◆ WHAT YOU NEED TO DO: Print out the full listing below, word for word.
BEGIN
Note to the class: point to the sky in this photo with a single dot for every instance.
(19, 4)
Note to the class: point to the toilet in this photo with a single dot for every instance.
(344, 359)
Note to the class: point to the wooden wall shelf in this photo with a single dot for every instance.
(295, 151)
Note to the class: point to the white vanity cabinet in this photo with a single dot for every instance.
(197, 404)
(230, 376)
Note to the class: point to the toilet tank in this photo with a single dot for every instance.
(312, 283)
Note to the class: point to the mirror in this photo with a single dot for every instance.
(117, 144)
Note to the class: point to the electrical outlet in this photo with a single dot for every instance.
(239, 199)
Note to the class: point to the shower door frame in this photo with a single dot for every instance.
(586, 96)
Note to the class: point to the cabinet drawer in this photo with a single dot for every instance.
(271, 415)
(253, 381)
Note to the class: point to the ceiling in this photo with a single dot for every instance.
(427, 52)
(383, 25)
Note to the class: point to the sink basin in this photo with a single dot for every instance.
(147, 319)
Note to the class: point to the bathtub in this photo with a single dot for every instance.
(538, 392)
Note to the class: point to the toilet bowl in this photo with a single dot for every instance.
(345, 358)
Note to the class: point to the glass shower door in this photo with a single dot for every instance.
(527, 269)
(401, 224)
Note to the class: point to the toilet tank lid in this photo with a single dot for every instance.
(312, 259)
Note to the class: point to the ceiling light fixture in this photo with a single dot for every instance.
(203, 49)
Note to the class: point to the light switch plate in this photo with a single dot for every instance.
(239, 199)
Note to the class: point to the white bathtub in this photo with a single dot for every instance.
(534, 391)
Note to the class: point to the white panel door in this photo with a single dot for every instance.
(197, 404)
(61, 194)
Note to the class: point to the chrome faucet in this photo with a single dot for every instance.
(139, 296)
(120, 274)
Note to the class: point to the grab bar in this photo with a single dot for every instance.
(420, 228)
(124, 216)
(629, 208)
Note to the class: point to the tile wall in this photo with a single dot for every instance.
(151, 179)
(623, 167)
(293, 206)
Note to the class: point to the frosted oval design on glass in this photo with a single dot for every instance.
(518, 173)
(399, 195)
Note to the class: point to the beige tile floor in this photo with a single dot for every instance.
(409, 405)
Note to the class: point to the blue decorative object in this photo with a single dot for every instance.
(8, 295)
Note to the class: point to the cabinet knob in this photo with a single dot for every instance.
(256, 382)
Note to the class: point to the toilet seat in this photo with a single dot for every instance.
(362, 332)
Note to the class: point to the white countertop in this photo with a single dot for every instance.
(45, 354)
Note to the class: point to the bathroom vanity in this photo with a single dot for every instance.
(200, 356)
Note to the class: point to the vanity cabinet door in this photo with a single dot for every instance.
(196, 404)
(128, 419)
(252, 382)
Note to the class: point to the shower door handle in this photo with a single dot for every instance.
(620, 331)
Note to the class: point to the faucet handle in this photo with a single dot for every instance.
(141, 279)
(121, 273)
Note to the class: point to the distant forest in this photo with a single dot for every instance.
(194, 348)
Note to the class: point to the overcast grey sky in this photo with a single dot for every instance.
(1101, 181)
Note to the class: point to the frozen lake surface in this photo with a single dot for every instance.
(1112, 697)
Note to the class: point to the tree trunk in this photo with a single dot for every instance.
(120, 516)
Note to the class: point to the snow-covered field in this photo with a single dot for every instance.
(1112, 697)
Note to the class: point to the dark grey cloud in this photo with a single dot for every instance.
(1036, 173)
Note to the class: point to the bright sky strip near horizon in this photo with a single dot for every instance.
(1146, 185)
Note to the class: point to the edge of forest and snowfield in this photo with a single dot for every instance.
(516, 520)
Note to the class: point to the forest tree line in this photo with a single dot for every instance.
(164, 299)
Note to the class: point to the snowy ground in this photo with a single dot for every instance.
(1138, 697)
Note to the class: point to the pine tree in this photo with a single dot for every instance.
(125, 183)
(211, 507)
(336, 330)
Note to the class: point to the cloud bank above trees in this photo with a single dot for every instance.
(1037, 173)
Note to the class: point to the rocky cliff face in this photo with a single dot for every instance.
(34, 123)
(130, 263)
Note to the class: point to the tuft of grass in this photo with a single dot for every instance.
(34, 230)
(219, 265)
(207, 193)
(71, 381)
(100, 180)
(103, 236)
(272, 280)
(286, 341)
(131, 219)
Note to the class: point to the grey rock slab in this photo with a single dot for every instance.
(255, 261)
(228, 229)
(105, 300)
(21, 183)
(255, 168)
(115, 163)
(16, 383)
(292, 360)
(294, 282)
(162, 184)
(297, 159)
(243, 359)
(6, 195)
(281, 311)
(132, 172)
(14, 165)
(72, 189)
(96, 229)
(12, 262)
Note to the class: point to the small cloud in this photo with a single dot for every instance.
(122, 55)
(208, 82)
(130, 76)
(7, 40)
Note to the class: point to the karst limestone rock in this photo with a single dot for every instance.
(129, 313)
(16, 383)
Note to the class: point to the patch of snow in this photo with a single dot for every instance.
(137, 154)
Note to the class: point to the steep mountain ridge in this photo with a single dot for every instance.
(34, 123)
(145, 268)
END
◆ EXPECTED OUTPUT:
Note to the class: point to the sky in this photo with a single dot for every instance.
(19, 4)
Note to the class: point to the toilet in this photo with a single dot for every instance.
(344, 359)
Note to the class: point to the wooden wall shelf in this photo with a single dot for every instance.
(295, 151)
Note to the class: point to the white vanity cabinet in this photo with a single dot for every instance.
(197, 404)
(230, 376)
Note to the class: point to the toilet tank in this photo with a single dot for every instance.
(312, 283)
Note to the class: point to the mirror in this photo with a single dot for every instance.
(117, 144)
Note to the class: point to the electrical outlet in this photo with a single dot for every instance.
(239, 199)
Note to the class: point to the shower door frame in this photo with a single dot for every instance.
(586, 96)
Note to the class: point to the cabinet drawer in this photo with a single dot for every instance.
(271, 415)
(253, 381)
Note to the class: point to the ceiling in this photo with a single dot for every instance.
(427, 52)
(383, 25)
Note to the class: point to the sink basin in this photo with a single dot for every instance.
(147, 319)
Note to the class: point to the bathtub in this photo with a single dot for every instance.
(538, 392)
Note to the class: point to the toilet bowl in this photo with a single dot for every instance.
(345, 358)
Note to the class: point to the glass shower door in this photo with a single dot for every instance.
(527, 269)
(401, 224)
Note to the class: point to the toilet tank lid in this photo with a single dot for every instance.
(312, 259)
Note to the class: point to the ceiling light fixture in this photo with a single dot for every instance.
(203, 49)
Note to the class: point to the light switch plate in this photo with a single dot for every instance.
(239, 199)
Note to the class: point to the white bathtub in this photo with a single dot for every instance.
(534, 391)
Note to the class: point to the white panel door in this photo with a single dot for every instance.
(197, 404)
(61, 194)
Note to the class: point to the chrome faucet in this photo with a single dot for every instance.
(139, 296)
(120, 274)
Note to the class: point to the grab bar in this photo with a single dot for every instance.
(420, 228)
(124, 216)
(629, 208)
Note to the class: point to the tile wall in this photo with a single dot for every instance.
(151, 179)
(623, 167)
(293, 206)
Note to the class: point to the frosted oval design on glass in this photo with a single dot for every instance.
(518, 173)
(399, 195)
Note to the class: point to the beige tile floor in this photo with a single dot for every instance.
(409, 405)
Note to the class: point to the blue decorative object in this photo with a single dot for every instance.
(8, 295)
Note to the class: point to the cabinet knob in this photo with a single dot for every instance.
(256, 382)
Note to the class: point to the toilet seat in this photo with a single dot for every instance.
(362, 332)
Note to the class: point to the white countertop in this photo with a single dot for every instance.
(45, 354)
Note to the class: point to the bathroom vanity in this photo with a single dot for every instance.
(200, 356)
Note to the class: point to the vanity cabinet door in this photo with a single dot for every instance.
(196, 404)
(128, 419)
(252, 382)
Note to the class: point to the shower door handle in this photo with a single dot for every instance.
(620, 331)
Note to the class: point to the faucet handle in this photo with a single dot for every instance.
(141, 279)
(121, 273)
Note to the class: point to the distant forest in this photo with a single dot for every instance.
(194, 348)
Note to the class: point to the overcast grey sky in this photo with a single dot for every instance.
(1101, 181)
Note to the class: point to the frozen lake surface in this photo with a single dot for every instance.
(1112, 697)
Note to the class: point to the tree trunk in this photo with a single dot for every instance.
(120, 516)
Note to the class: point to the snow-covered field in this photo with a single dot for every instance.
(1112, 697)
Note to the class: point to the dark grey cloud in this photo with a single dot for every instance.
(1036, 173)
Note to the class: point to the bright sky strip near horizon in this photo with a single dot for every instance.
(1146, 185)
Note to the class: point to the edge of forest and snowfield in this photo with a single dot for every instance.
(516, 520)
Note to the class: point to the forest tree line in this photo with a single dot for every instance.
(164, 299)
Note to the class: point to the snowy ground in this photo with a single dot for every instance.
(1138, 697)
Note to the class: point to the pine tree in this photo with a single dot for every instance.
(125, 183)
(211, 507)
(336, 330)
Note to the class: point to the cloud bank above trees in this photo with a single dot for every instance.
(1037, 173)
Note to the class: point to the rocky cliff face in this photo with a single dot for every instance.
(34, 123)
(130, 263)
Note to the class: point to the tuft of grass in this photo with a single dot for every instance.
(34, 230)
(219, 265)
(207, 193)
(71, 381)
(100, 180)
(103, 236)
(272, 280)
(286, 341)
(131, 219)
Note to the class: point to the grey rock slab in this photo with a single dot for every instance.
(255, 261)
(228, 229)
(105, 300)
(21, 183)
(255, 168)
(115, 163)
(16, 383)
(292, 360)
(294, 282)
(162, 184)
(297, 159)
(243, 359)
(6, 195)
(281, 311)
(132, 172)
(14, 165)
(72, 189)
(96, 229)
(12, 262)
Note to the class: point to the small cloud in this photo with a single dot for every instance.
(122, 55)
(208, 82)
(130, 76)
(7, 40)
Note to the class: point to the karst limestone rock in this photo with a single dot for every instance.
(129, 313)
(16, 383)
Note to the class: point to the patch of snow in this photo with a single dot for every instance.
(137, 154)
Note to the class: point to the steep mountain ridge in this photo with a single dot for every instance.
(34, 123)
(145, 268)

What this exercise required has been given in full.